Detection annotation records:

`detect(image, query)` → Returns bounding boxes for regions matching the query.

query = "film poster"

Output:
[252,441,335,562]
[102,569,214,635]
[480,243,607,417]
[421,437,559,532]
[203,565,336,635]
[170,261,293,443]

THE TASK:
Scale the records by 1.5: copy every line again, requests included, and multiply each bounding-box coordinate in the answers by 1.5, rounding to whole numbers with halves going up.

RIGHT ANSWER:
`detect(image, query)` → Returns bounding boxes for regions matching the query.

query = "film poster"

Output:
[378,662,503,843]
[153,854,321,953]
[720,365,911,626]
[632,656,839,798]
[305,848,504,953]
[255,392,440,665]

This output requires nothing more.